-- start RECORD LIST --

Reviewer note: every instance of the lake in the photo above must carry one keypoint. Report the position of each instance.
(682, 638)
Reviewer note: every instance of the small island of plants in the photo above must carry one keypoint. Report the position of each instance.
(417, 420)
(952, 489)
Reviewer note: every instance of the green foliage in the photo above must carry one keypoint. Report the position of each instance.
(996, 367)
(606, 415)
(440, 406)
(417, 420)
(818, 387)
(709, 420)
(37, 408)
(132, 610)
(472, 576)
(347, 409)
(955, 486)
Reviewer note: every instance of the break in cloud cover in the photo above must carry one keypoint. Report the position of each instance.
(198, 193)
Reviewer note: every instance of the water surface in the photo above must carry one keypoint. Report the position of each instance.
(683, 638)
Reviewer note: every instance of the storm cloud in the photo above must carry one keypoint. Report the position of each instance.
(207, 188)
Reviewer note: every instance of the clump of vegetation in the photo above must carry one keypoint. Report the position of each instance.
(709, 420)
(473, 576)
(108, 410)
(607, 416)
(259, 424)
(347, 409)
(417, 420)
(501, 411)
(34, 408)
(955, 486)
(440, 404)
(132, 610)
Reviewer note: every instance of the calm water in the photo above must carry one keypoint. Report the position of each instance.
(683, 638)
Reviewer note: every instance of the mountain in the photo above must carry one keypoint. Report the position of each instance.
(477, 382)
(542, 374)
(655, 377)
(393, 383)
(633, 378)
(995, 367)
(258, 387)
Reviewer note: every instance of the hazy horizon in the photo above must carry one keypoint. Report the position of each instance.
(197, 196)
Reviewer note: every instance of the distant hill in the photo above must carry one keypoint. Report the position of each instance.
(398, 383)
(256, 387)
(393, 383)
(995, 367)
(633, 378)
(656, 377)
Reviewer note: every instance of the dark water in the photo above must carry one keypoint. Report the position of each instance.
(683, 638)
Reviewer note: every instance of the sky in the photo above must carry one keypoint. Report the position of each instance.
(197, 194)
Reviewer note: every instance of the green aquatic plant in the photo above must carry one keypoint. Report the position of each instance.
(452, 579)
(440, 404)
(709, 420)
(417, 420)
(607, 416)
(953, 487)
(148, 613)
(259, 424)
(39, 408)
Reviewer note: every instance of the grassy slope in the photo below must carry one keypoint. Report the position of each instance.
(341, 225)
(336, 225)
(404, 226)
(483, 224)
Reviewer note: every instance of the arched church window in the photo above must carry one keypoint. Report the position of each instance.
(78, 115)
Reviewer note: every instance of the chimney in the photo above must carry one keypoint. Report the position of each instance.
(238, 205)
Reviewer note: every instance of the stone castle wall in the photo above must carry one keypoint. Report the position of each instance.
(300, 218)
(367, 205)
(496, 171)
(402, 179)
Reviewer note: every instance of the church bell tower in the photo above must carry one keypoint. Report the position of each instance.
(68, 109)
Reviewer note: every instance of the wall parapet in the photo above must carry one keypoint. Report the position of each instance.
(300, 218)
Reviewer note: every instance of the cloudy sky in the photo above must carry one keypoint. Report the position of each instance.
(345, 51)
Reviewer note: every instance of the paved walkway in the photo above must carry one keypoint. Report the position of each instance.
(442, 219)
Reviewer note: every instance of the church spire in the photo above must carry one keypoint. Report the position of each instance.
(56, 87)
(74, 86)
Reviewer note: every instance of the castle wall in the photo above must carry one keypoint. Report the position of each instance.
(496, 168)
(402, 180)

-- end RECORD LIST --

DIRECTION
Rewrite the items from the line containing "Reviewer note: every instance of the church bell" through the end of the items, inclusive, changing "paved walkway" to "stone path" and keeping everything else the same.

EXERCISE RESULT
Reviewer note: every instance of the church bell tower in the photo above must carry one keypoint. Report the position of each instance.
(68, 109)
Reviewer note: every instance of the wall parapet in the photo above must carry one keypoint. Report the position of each instance.
(300, 218)
Reviewer note: every instance of the cloudy sky in the photo above must carry one keypoint. Report the position of each instance.
(345, 51)
Reviewer note: every instance of the stone path in the photo above must carry one keypoint. Report the position of each instance.
(442, 219)
Reviewer note: every instance of the church spire in the photo above must carry one keypoint. Report the position of each instance.
(56, 87)
(74, 86)
Reviewer note: every instance of the castle wall in the photo above must carry one keypoint. Report the position of each instance.
(496, 168)
(402, 180)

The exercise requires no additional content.